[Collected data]
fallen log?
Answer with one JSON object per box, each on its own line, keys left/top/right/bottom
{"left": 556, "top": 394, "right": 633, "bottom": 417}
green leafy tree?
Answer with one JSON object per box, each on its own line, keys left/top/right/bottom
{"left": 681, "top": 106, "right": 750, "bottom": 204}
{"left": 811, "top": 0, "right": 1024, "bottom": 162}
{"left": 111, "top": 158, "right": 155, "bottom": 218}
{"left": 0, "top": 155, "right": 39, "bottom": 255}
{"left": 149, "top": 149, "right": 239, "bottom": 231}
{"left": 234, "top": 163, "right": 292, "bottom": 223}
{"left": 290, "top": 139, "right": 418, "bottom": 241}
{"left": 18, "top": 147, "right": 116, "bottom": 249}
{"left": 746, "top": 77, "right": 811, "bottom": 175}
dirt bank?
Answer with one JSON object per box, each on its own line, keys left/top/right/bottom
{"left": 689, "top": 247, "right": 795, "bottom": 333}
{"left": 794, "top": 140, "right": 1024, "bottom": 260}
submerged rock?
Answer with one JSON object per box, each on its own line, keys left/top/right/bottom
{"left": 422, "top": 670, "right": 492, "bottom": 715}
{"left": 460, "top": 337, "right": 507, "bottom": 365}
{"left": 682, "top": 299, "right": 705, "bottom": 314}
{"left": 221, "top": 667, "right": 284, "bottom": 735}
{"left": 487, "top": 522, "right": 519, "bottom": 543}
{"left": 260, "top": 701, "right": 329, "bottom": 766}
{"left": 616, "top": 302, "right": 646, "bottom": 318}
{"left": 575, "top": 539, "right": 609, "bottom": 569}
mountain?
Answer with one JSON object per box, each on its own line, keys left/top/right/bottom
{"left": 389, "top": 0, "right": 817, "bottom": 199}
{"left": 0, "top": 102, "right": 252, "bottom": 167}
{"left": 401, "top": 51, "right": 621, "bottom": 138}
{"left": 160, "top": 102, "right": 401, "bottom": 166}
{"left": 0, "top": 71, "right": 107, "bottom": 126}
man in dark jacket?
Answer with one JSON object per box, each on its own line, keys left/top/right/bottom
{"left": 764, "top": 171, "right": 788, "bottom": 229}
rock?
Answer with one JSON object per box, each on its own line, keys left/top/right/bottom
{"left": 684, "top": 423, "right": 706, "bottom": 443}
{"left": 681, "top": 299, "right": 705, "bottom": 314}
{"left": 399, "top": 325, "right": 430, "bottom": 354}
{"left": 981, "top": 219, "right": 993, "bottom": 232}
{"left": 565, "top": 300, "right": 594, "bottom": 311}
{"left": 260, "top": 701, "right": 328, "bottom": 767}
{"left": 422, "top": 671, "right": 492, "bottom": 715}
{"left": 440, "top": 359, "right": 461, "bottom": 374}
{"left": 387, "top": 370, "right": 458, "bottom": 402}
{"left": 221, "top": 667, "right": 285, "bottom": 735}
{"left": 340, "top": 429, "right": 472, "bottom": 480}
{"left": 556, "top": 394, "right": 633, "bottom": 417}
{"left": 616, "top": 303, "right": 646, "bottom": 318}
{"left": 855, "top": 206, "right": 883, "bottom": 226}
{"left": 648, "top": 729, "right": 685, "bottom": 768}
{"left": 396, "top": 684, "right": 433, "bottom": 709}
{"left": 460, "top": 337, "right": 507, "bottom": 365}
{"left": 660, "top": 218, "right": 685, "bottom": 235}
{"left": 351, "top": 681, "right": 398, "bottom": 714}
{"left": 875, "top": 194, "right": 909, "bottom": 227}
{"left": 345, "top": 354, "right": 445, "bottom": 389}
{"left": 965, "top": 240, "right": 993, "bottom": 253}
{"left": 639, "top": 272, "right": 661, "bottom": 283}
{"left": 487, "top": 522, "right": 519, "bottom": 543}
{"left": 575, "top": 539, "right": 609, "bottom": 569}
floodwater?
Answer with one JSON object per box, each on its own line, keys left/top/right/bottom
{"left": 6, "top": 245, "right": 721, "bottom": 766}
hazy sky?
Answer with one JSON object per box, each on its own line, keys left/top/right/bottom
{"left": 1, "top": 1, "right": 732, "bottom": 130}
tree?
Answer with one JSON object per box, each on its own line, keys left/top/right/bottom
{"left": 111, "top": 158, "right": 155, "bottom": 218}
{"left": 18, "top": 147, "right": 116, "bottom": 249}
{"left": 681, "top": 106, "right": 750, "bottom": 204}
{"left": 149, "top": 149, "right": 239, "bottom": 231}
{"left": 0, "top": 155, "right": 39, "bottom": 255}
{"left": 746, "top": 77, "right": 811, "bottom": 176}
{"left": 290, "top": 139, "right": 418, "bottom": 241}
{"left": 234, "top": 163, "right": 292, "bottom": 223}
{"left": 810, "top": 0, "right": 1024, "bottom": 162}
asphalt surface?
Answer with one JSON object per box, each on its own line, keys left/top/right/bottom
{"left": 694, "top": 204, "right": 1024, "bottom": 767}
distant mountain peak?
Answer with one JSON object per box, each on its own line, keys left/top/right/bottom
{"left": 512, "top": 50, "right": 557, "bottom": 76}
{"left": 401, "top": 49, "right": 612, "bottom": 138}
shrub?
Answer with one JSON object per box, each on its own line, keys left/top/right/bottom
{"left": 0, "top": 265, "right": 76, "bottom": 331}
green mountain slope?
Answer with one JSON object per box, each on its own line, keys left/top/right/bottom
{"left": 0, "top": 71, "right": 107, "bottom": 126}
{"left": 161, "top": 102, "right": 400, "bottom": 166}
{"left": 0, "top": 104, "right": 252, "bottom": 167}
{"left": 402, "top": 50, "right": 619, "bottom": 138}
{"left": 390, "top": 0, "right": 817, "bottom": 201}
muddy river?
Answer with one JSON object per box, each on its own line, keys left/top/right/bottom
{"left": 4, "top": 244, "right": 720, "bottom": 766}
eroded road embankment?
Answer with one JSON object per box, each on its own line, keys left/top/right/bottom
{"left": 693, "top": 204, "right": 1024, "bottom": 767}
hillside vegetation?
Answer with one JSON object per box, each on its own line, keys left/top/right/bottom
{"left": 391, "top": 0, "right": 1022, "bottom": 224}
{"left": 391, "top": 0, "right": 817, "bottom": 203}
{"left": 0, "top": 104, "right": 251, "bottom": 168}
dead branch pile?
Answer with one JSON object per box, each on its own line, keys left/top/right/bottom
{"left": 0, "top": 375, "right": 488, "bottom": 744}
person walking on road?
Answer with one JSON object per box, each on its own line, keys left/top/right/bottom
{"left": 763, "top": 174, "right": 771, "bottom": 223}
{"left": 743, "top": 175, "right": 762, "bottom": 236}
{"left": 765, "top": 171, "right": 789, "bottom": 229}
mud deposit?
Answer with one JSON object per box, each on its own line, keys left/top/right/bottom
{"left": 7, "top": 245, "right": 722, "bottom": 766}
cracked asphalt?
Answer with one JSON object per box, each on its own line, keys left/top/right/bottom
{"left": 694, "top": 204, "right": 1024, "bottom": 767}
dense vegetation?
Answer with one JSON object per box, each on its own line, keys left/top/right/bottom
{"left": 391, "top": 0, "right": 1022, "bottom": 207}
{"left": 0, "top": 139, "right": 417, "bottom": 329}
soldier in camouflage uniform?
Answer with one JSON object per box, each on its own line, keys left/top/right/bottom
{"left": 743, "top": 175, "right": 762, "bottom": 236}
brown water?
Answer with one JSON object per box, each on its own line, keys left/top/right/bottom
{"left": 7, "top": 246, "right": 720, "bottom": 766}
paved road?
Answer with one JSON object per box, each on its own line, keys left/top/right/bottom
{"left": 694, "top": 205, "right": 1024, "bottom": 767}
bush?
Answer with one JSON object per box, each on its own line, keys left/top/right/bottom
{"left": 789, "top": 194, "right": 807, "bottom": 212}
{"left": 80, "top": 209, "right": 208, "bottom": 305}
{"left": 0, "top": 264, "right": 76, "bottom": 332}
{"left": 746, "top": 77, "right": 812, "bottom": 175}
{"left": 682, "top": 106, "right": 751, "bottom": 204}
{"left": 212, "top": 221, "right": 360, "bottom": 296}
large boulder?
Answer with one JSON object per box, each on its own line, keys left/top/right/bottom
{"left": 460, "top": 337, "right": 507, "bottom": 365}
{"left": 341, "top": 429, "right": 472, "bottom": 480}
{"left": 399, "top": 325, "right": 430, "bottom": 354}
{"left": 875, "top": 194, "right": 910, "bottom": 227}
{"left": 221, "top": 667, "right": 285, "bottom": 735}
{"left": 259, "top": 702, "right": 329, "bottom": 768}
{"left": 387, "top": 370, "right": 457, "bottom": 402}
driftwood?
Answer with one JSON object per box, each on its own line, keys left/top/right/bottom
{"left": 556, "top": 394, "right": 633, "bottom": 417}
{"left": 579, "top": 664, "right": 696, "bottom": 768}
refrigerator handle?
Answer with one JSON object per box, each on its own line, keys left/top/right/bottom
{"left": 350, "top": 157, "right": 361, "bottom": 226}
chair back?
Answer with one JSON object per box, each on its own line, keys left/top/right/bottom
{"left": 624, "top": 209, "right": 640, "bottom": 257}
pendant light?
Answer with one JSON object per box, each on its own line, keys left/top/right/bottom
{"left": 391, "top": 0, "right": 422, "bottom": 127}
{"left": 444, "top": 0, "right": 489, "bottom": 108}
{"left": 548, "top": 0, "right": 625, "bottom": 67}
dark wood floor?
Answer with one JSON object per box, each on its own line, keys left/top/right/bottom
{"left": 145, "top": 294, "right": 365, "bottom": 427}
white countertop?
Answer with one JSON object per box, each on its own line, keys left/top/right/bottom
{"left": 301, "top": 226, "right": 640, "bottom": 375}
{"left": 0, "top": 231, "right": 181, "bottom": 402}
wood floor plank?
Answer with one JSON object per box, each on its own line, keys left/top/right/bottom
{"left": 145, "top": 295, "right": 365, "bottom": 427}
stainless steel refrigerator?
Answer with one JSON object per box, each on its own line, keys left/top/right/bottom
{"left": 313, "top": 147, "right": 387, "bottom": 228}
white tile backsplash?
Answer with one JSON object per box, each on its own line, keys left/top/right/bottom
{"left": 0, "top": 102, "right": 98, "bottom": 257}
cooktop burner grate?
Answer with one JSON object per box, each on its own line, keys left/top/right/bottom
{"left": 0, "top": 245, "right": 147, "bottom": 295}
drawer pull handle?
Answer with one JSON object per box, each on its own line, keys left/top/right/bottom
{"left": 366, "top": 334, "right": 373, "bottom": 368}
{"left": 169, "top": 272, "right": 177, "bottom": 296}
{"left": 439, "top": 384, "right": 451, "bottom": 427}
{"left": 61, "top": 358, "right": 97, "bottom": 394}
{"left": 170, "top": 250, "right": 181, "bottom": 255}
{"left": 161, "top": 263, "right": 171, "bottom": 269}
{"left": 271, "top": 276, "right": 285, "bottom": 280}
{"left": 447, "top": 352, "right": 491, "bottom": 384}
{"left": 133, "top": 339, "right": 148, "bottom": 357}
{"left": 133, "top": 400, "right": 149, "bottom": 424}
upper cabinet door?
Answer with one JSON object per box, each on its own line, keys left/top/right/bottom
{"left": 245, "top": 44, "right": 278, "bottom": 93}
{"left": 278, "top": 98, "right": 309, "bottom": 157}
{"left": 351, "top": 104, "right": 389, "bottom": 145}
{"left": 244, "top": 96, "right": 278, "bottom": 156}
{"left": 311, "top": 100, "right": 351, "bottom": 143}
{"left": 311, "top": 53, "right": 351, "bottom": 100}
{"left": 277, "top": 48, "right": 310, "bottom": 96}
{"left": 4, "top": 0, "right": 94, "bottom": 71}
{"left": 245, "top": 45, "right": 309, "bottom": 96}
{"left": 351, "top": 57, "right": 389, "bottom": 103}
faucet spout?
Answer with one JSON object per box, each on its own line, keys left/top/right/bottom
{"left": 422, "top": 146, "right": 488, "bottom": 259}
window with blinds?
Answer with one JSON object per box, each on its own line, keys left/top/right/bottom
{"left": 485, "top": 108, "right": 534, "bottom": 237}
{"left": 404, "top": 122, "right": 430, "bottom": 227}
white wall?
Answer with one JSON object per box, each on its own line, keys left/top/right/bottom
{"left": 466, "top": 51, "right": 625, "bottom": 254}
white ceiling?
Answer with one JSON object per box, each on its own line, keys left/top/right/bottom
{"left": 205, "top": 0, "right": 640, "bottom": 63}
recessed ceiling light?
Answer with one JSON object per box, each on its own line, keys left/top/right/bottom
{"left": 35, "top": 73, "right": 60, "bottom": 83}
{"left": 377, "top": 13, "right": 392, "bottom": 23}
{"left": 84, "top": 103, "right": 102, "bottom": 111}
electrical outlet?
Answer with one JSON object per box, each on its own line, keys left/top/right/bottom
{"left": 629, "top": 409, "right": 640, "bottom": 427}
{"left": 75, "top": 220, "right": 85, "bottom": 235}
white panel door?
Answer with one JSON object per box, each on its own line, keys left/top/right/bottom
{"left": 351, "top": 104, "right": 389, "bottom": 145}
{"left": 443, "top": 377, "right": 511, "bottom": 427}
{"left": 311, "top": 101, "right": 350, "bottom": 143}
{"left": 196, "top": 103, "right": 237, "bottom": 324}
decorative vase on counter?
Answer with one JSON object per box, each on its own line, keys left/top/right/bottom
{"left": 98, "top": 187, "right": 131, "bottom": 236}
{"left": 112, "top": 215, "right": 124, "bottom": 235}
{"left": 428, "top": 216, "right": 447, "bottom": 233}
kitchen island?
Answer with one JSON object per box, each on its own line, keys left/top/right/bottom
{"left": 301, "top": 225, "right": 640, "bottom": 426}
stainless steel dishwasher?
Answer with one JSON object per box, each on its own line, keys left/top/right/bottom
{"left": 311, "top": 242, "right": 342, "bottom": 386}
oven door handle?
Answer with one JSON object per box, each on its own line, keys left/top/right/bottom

■ **EXERCISE DESCRIPTION**
As listed above, the lines from the line with "upper cabinet door?" to the line with "white wall?" are to be echoed exactly, with both ends included and nothing added.

■ **SOLUTION FOR THIS TASK**
upper cabinet door?
Answer with one JSON object per box, each on its own line, keys left/top/right/bottom
{"left": 245, "top": 44, "right": 278, "bottom": 93}
{"left": 278, "top": 98, "right": 309, "bottom": 157}
{"left": 351, "top": 104, "right": 389, "bottom": 145}
{"left": 244, "top": 96, "right": 278, "bottom": 156}
{"left": 311, "top": 100, "right": 351, "bottom": 143}
{"left": 311, "top": 53, "right": 351, "bottom": 100}
{"left": 277, "top": 48, "right": 310, "bottom": 96}
{"left": 4, "top": 0, "right": 94, "bottom": 71}
{"left": 245, "top": 45, "right": 309, "bottom": 96}
{"left": 351, "top": 57, "right": 389, "bottom": 103}
faucet spout?
Answer with one JSON object per box, each on its own line, keys left/top/right/bottom
{"left": 422, "top": 146, "right": 488, "bottom": 259}
window with blinds?
Answer with one JSON object per box, each on its own line, keys left/top/right/bottom
{"left": 485, "top": 108, "right": 534, "bottom": 237}
{"left": 404, "top": 122, "right": 430, "bottom": 227}
white wall?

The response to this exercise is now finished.